* _주어진 과제_: "Q: For each instance of the bare" 문구가 있는 행부터 "x=928, y=480" 문구가 있는 행까지 다시 적되, "submerged elephant" 표현만 "wading elephant" 표현으로 바꾸고 나머지는 모두 그대로 두세요.

========

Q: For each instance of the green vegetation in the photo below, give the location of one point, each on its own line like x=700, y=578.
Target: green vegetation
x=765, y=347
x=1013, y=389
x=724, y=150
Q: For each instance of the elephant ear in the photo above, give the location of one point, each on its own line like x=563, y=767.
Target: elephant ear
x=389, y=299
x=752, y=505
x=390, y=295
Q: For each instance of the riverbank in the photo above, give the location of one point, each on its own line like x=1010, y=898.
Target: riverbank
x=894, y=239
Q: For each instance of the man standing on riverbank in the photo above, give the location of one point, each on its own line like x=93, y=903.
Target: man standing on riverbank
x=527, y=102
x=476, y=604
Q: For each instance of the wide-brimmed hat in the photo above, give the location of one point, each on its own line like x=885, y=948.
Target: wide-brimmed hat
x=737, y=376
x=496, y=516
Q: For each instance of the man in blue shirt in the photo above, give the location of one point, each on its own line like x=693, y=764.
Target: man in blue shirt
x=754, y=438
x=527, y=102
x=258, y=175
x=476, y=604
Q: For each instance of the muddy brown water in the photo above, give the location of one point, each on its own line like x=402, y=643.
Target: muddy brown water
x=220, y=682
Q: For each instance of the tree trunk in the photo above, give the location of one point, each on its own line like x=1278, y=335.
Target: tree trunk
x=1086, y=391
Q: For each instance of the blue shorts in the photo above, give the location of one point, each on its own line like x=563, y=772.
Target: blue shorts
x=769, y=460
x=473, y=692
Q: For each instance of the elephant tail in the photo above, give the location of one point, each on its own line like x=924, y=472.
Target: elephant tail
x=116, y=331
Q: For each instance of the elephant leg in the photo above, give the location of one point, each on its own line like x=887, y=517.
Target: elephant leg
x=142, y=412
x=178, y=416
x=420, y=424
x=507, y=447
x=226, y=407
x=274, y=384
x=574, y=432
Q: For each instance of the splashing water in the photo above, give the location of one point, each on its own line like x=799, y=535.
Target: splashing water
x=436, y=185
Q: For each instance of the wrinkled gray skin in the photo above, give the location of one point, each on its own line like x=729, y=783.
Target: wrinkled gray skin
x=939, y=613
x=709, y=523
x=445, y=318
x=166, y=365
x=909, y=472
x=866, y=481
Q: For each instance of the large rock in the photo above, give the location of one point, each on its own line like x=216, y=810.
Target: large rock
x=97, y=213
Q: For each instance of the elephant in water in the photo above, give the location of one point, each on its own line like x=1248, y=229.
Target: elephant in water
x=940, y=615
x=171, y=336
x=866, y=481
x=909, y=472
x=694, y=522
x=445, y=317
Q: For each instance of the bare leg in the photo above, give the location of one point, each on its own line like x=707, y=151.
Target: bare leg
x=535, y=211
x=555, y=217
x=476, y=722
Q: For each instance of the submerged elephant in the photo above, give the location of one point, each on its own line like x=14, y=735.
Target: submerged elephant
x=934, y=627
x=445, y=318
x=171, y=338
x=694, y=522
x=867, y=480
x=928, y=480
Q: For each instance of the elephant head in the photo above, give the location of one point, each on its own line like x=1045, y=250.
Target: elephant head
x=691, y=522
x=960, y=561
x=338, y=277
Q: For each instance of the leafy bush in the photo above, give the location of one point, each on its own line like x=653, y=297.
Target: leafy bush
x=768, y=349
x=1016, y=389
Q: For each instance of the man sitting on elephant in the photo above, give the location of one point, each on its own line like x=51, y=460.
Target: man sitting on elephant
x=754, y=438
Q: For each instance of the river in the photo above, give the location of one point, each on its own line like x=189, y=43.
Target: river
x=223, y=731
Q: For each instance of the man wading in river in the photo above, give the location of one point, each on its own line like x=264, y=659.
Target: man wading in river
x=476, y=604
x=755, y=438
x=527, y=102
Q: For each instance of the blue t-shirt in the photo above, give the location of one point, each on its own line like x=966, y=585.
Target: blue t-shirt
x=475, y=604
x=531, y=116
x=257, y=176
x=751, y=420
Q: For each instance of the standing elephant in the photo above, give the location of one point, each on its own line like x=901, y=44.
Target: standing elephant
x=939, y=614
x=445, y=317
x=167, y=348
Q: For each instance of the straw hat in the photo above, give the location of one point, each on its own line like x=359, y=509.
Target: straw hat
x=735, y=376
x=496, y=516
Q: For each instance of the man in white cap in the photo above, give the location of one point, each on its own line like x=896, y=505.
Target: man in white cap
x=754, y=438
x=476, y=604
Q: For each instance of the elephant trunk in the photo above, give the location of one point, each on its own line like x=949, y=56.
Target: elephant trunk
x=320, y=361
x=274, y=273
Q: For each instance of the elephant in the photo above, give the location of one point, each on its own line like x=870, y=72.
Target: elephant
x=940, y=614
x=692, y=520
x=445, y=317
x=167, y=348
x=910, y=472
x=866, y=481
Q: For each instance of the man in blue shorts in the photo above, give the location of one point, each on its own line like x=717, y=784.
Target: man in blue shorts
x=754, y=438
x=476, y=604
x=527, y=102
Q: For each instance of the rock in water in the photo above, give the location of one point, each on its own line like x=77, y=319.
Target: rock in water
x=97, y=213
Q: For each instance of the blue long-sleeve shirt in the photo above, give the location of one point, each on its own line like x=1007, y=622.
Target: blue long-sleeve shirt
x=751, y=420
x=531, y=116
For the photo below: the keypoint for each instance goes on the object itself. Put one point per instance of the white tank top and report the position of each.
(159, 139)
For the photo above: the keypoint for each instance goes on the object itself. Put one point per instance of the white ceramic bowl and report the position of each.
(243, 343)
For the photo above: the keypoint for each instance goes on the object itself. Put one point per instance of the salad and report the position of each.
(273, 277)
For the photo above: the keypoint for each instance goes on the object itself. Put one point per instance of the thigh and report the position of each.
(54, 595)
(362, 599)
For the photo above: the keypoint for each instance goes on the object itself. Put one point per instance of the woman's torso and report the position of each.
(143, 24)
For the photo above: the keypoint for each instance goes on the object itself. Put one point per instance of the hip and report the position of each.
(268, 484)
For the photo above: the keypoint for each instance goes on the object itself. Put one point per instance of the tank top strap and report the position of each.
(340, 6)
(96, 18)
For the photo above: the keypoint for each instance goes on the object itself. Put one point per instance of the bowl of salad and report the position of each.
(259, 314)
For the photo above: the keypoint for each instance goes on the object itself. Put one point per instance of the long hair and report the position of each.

========

* _작성한 답변_:
Q: For each instance of the bare leg in the photo above, give the location of one point, each on its own line like x=707, y=151.
Target: bare leg
x=535, y=211
x=555, y=217
x=476, y=722
Q: For each instance of the wading elephant in the photo above, give the location of one point, each on its own line like x=14, y=735.
Target: wading elephant
x=934, y=627
x=445, y=318
x=171, y=338
x=694, y=522
x=867, y=480
x=928, y=480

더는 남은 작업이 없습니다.